**RECORDS SHOWN**
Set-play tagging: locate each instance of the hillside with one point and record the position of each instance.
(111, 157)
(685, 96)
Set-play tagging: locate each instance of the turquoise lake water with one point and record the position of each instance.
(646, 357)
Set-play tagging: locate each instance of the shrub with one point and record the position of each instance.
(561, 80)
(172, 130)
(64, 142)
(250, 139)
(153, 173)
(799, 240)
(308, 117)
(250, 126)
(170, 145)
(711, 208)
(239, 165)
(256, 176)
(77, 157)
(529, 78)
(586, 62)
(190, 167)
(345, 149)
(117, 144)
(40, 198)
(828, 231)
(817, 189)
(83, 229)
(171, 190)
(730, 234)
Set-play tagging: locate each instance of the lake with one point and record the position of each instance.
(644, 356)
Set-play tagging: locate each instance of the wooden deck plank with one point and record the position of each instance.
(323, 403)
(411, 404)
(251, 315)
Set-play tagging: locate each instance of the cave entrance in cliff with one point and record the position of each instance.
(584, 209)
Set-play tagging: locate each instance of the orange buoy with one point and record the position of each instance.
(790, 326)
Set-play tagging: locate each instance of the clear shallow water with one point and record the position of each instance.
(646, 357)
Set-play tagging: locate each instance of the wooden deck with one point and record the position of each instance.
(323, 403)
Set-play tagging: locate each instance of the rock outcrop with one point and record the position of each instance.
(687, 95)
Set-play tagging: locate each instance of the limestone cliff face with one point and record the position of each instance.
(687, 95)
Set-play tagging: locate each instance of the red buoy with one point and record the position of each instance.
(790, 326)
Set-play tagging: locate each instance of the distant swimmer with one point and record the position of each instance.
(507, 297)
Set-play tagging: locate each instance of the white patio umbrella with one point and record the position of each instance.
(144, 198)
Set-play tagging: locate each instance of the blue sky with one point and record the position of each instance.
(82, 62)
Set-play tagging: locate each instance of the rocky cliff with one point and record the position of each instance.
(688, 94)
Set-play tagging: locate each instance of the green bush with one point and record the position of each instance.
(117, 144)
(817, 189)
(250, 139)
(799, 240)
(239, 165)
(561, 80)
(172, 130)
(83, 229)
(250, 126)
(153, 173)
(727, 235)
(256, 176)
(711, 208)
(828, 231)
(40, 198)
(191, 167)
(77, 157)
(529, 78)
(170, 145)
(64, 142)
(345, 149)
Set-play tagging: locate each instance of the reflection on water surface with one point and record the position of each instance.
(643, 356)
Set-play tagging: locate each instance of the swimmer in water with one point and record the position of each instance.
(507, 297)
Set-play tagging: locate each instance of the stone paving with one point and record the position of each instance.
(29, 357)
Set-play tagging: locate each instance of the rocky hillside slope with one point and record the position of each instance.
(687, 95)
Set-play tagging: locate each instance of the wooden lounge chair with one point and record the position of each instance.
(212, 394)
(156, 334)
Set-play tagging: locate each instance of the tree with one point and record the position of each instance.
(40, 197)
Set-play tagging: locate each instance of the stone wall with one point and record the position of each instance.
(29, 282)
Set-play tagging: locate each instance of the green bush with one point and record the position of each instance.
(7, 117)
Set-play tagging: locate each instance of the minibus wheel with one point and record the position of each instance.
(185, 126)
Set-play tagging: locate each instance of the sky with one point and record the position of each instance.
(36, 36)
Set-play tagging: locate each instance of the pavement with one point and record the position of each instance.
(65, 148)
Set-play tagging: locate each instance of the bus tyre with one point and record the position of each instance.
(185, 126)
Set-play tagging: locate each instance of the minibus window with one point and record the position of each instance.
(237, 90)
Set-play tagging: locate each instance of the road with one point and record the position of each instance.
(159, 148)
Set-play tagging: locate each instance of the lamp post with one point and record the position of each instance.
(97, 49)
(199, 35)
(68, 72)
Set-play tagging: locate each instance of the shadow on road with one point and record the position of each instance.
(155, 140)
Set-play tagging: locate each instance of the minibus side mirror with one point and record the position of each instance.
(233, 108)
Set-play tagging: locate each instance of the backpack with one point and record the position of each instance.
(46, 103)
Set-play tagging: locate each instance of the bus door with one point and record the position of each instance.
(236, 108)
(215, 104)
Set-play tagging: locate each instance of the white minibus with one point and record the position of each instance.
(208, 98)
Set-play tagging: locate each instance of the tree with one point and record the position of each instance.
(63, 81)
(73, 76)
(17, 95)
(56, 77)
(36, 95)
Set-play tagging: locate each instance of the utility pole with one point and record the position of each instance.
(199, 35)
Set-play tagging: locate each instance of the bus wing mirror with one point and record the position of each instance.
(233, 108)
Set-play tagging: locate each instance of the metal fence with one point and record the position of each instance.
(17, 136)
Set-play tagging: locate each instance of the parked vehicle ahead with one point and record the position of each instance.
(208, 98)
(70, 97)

**EXERCISE OBJECTIVE**
The full set of records must be output again exactly.

**FINISHED TASK**
Set-play tagging: locate each instance of the hillside with one point and record the position of each instance.
(111, 157)
(685, 96)
Set-play tagging: locate each instance of the turquoise lake water with one point and record the position of each instance.
(646, 357)
Set-play tagging: locate each instance of the shrub with one point and record the position of each instance.
(561, 80)
(172, 130)
(64, 142)
(250, 139)
(153, 173)
(799, 240)
(308, 117)
(250, 126)
(170, 145)
(711, 208)
(239, 165)
(256, 176)
(77, 157)
(529, 78)
(586, 62)
(190, 167)
(345, 149)
(117, 144)
(40, 198)
(828, 231)
(817, 189)
(83, 229)
(171, 190)
(730, 234)
Set-play tagging: locate each instance of the lake with one point and record the position of each instance.
(644, 356)
Set-play tagging: locate each instance of the wooden deck plank with one point and record the position of each instance.
(323, 403)
(411, 404)
(251, 315)
Set-play tagging: locate each instance of the cave entrance in cliff with one point and record the position of each instance.
(584, 209)
Set-play tagging: locate each instance of the orange buoy with one point and record the position of each instance.
(790, 326)
Set-play tagging: locate each instance of the clear shallow water with one point and record the position of each instance.
(646, 357)
Set-play tagging: locate each instance of the wooden deck with one point and record the position of each instance.
(323, 403)
Set-play tagging: locate each instance of the rock outcrop with one point and record the position of each instance.
(687, 95)
Set-play tagging: locate each instance of the limestone cliff face with one point and record the position of each instance.
(687, 95)
Set-play tagging: locate each instance of the red buoy with one point and record the position of each instance.
(790, 326)
Set-play tagging: locate each instance of the distant swimmer with one point and record the position of each instance.
(507, 297)
Set-play tagging: locate each instance of the white patio umbrella with one point and record the position of each instance.
(144, 198)
Set-play tagging: locate each instance of the blue sky with one point and record the position of each instance.
(82, 62)
Set-play tagging: locate each instance of the rocky cliff with one point and record the position of each instance.
(688, 94)
Set-play tagging: locate each instance of the green bush with one point and record the position of each instance.
(117, 144)
(817, 189)
(250, 139)
(799, 240)
(239, 165)
(561, 80)
(172, 130)
(83, 229)
(250, 126)
(153, 173)
(727, 235)
(256, 176)
(711, 208)
(828, 231)
(40, 198)
(191, 167)
(77, 157)
(529, 78)
(170, 145)
(64, 142)
(345, 149)
Set-play tagging: locate each instance of the reflection on water surface with one point and record the position of each instance.
(643, 356)
Set-play tagging: locate each instance of the swimmer in water with one point and record the position of each instance.
(507, 297)
Set-play tagging: locate each instance of the stone paving with one point and record the position of each instance.
(29, 357)
Set-play tagging: locate each instance of the rocky hillside slope with one point and record the position of each instance.
(687, 95)
Set-play tagging: locate each instance of the wooden lounge chair with one point and record the position of each instance.
(212, 394)
(156, 334)
Set-play tagging: locate each instance of the tree with one point and record the position of each instance.
(40, 197)
Set-play tagging: locate each instance of the stone wall with one point and record the position of each instance.
(29, 282)
Set-play tagging: locate each instance of the green bush with one point and record the position of each instance.
(7, 117)
Set-play tagging: locate each instance of the minibus wheel with one point and record the position of each instance.
(185, 126)
Set-play tagging: locate each instance of the sky with one point and record the position of each instance.
(36, 36)
Set-play tagging: locate each instance of the pavement with one point and record the position of each instance.
(65, 148)
Set-play tagging: locate each instance of the bus tyre with one point and record the position of each instance.
(185, 126)
Set-play tagging: locate each instance of the minibus window with one point and record the position of each instance.
(237, 90)
Set-play tagging: locate each instance of the road with one point and record the position of each instance.
(159, 148)
Set-play tagging: locate each instance of the lamp post with one point and record the position of each instance.
(97, 49)
(199, 35)
(68, 72)
Set-play tagging: locate each instance of the shadow on road with one point and record the position of each instance.
(155, 140)
Set-play tagging: locate each instance of the minibus side mirror with one point and record the position of each instance.
(233, 108)
Set-play tagging: locate each instance of the backpack with one point and record the position of each instance.
(46, 103)
Set-play tagging: locate each instance of the bus door with one point and record the position of each instance.
(236, 108)
(215, 104)
Set-play tagging: locate each instance of the white minibus with one point and record the position of each instance.
(208, 98)
Set-play tagging: locate each instance of the tree with one point and record the position of each instance.
(63, 81)
(73, 76)
(17, 95)
(56, 77)
(36, 95)
Set-play tagging: locate each instance of the utility pole with one point and record the position of each instance.
(199, 35)
Set-play tagging: locate each instance of the bus wing mirror with one point and record the position of each instance.
(233, 108)
Set-play tagging: locate each instance of the metal fence with one point and record the position of each instance.
(17, 136)
Set-play tagging: locate each instance of the parked vehicle ahead with one point and record the position of each instance.
(208, 98)
(70, 97)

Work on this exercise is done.